### Selected excerpt
--- Start ---
'Ubykh people' are a group who spoke the
Northwest Caucasian Ubykh language, until other local languages displaced it and its last speaker finally died in
1992.
The Ubykh used to inhabit an area just northwest of
Abkhazia in the
Caucasus. They were probably one of the populations to inhabit the ancient nation of
Colchis. Outside of mythology, the probable ancestors of the Ubykh were mentioned in book IV of
Procopius' ''De Bello Gotico'' (''The Gothic War''), under the name 'βροῦχοι' (''Brouchoi'') , a corruption of the native term 'tʷaχ'. The Ubykhs were semi-
nomadic horseback people, and the Ubykh language still contains a finely differentiated vocabulary related to horses and tack. Some Ubykhs also practised
favomancy and
spatulamancy.
However, the Ubykh people gained more prominence in modern times. By
1864, during the reign of
Tsar Alexander II, the Russian conquest of Northwestern Caucasus had basically been completed. The
Adyghe and
Abkhaz peoples were decimated, and the
Abaza people were partially driven out of the Caucasus. Faced with the threat of subjugation by the Russian army, the Ubykh people, as well as
other Muslim peoples of Caucasus, left their homeland ''en masse'' beginning on March 6, 1864. By May 21, the entire Ubykh nation had departed from the Caucasus. They eventually settled in a number of villages in western
Turkey around the municipality of
Manyas.
--- End ---
(Named object pointing entries)
--- Start ---
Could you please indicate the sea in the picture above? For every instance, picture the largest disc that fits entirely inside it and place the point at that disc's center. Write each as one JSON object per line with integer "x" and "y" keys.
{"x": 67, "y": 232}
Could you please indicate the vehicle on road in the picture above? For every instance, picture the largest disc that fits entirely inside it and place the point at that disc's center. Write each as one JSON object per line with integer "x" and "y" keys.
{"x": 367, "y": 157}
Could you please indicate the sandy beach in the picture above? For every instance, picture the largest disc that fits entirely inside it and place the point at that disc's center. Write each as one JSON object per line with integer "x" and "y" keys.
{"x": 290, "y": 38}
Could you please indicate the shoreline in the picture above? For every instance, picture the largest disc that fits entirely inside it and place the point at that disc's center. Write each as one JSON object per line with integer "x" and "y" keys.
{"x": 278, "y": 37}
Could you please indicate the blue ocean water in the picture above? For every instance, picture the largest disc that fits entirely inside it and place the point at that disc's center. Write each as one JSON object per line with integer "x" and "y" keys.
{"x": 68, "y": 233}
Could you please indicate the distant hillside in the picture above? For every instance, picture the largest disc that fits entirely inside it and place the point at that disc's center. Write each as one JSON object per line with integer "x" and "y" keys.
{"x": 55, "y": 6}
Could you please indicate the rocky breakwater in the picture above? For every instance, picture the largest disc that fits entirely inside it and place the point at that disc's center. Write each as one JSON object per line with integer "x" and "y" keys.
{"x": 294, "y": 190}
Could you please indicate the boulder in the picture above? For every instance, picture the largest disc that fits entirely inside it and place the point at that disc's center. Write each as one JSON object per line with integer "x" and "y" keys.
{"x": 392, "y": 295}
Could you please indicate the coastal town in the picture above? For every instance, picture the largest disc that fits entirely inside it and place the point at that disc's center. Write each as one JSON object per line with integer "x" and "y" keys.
--- End ---
### Exercise
Copy everything in the passage on the Ubykh people from "The Ubykh used" down to "spatulamancy.", changing "horseback" to "equestrian".

### The response
The Ubykh used to inhabit an area just northwest of
Abkhazia in the
Caucasus. They were probably one of the populations to inhabit the ancient nation of
Colchis. Outside of mythology, the probable ancestors of the Ubykh were mentioned in book IV of
Procopius' ''De Bello Gotico'' (''The Gothic War''), under the name 'βροῦχοι' (''Brouchoi'') , a corruption of the native term 'tʷaχ'. The Ubykhs were semi-
nomadic equestrian people, and the Ubykh language still contains a finely differentiated vocabulary related to horses and tack. Some Ubykhs also practised
favomancy and
spatulamancy.